>>>>>
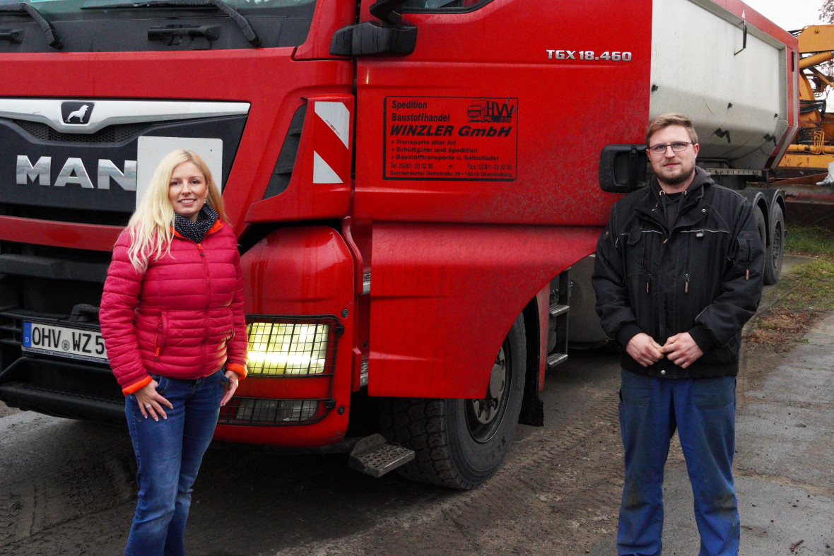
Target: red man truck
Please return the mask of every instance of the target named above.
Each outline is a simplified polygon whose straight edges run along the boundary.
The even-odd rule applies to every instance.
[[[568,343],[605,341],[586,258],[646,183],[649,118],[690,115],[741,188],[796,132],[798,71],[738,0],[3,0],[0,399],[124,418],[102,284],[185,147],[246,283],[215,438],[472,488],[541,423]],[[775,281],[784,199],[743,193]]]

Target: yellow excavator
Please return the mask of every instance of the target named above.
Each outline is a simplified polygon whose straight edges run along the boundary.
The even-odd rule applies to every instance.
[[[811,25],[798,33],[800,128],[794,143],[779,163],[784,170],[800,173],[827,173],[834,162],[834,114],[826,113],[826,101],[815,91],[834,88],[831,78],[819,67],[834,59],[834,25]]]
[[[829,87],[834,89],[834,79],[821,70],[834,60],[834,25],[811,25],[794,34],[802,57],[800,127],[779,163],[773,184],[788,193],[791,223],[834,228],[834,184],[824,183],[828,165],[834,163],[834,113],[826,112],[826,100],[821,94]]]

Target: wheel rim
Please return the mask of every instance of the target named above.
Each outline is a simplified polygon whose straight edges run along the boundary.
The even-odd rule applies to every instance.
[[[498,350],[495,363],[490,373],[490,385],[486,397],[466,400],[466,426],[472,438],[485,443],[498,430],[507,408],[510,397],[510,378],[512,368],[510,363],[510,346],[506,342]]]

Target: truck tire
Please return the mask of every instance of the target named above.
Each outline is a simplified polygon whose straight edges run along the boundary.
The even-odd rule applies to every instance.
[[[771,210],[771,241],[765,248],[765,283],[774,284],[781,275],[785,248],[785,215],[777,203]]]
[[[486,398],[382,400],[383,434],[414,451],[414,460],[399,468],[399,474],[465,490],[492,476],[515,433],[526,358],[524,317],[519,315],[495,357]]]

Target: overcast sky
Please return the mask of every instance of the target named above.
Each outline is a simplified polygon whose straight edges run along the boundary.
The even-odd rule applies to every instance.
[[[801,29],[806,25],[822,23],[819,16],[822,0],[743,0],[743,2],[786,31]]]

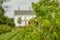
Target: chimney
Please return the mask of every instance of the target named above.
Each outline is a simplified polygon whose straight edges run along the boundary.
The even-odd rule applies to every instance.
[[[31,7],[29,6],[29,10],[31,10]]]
<<<<<
>>>>>
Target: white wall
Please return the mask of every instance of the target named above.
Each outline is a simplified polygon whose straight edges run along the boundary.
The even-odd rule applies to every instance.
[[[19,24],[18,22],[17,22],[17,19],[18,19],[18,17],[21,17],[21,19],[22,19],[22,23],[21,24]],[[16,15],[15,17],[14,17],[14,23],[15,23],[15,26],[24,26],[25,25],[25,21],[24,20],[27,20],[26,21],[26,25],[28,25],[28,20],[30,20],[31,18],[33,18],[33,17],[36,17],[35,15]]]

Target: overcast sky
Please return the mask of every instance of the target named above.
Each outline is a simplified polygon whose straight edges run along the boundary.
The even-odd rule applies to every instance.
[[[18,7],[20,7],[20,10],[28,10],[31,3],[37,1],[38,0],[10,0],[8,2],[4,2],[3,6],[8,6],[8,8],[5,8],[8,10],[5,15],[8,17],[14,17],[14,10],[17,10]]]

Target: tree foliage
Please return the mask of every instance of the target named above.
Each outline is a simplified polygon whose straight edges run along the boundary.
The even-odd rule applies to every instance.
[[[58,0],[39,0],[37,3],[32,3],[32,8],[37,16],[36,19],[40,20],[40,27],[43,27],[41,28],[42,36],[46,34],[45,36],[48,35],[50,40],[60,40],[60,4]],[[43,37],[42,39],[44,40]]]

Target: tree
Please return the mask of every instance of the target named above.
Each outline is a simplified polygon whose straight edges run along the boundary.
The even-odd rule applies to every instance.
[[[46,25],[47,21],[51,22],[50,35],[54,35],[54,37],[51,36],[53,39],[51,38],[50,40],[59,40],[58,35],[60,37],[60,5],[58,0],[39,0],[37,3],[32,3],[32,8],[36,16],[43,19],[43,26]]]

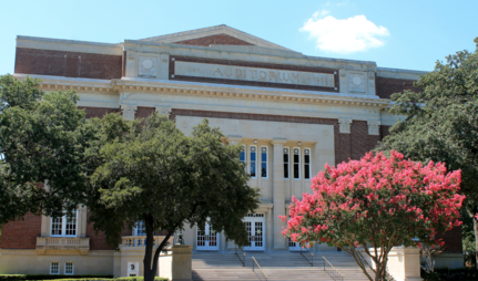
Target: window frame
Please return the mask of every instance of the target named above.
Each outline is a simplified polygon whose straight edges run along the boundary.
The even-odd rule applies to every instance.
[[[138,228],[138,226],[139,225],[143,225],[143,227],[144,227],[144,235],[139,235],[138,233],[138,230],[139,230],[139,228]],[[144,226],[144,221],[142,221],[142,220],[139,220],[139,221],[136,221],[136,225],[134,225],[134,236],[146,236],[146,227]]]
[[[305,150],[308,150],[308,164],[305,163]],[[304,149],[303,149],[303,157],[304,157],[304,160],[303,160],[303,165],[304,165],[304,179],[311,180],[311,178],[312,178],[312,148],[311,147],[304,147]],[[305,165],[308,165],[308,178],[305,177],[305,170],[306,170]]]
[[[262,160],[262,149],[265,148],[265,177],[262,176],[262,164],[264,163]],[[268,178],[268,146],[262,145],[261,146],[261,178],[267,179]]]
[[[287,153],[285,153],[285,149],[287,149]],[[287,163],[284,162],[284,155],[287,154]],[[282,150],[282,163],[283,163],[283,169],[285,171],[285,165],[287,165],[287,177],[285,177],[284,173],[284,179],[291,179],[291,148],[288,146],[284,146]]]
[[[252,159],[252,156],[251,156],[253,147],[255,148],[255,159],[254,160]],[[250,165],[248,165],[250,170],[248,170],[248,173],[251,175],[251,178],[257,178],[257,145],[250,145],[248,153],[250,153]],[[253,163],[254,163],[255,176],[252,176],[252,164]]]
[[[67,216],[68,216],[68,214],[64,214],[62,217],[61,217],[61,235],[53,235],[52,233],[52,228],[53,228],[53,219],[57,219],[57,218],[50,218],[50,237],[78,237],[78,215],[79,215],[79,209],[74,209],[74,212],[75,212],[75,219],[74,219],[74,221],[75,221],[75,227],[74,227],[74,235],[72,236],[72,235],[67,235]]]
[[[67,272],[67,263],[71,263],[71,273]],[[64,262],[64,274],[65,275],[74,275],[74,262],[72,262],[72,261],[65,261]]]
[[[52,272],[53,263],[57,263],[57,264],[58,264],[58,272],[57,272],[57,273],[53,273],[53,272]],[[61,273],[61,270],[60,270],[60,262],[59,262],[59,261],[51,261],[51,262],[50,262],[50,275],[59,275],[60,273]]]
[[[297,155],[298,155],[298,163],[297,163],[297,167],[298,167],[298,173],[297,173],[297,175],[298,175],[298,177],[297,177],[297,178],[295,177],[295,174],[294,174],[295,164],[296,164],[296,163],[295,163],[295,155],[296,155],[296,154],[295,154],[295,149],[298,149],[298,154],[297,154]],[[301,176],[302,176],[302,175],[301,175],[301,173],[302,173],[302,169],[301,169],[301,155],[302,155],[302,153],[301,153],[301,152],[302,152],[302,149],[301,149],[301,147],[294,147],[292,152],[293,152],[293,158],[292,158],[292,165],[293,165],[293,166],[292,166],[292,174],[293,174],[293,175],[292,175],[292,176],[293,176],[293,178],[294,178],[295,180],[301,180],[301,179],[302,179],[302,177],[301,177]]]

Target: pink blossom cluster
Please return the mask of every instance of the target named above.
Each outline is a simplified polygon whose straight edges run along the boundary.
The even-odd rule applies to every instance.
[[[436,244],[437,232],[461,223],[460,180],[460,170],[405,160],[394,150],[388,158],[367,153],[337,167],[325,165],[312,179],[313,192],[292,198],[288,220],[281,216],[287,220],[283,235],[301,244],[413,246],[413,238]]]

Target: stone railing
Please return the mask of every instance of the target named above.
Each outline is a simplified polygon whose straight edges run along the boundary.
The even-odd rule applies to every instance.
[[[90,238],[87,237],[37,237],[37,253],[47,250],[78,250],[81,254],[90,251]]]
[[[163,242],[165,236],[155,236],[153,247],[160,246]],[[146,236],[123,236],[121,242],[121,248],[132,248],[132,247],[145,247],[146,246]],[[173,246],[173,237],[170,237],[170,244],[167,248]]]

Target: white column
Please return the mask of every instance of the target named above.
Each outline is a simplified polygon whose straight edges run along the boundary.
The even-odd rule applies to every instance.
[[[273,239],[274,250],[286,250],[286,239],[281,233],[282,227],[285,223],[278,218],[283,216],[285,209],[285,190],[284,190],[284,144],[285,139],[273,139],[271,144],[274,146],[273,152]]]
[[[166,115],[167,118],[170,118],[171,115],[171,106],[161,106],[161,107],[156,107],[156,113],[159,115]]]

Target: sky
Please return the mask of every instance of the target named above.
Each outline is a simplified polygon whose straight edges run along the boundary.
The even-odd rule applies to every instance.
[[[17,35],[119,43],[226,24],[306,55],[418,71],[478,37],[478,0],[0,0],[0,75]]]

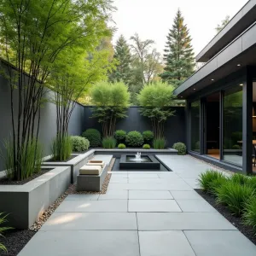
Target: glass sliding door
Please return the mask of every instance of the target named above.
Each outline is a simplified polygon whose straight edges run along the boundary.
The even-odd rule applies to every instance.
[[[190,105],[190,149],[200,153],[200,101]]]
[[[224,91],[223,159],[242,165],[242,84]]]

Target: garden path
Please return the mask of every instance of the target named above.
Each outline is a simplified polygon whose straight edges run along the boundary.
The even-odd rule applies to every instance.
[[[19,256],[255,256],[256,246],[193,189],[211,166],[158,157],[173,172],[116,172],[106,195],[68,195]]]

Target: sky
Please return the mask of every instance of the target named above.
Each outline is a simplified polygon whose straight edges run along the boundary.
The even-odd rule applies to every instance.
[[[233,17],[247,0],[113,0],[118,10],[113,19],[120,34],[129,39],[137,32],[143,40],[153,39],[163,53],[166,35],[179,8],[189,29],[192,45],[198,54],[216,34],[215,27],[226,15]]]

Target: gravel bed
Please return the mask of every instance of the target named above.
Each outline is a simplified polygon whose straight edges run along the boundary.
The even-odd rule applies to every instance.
<<<<<
Convert the stretch from the line containing "Target: glass sliding door" through the line containing "[[[224,91],[223,159],[242,165],[242,84]]]" in the records above into a Markdown table with the columns Row and Text, omitting any blank lines.

| Row | Text |
|---|---|
| 1 | Target: glass sliding door |
| 2 | Please return the mask of every instance of the target named above. |
| 3 | Each outline is a simplified polygon whose straight edges run along the boundary. |
| 4 | The even-odd rule applies to every instance. |
| 5 | [[[190,105],[190,149],[200,153],[200,101]]] |
| 6 | [[[224,91],[223,159],[242,165],[242,84]]] |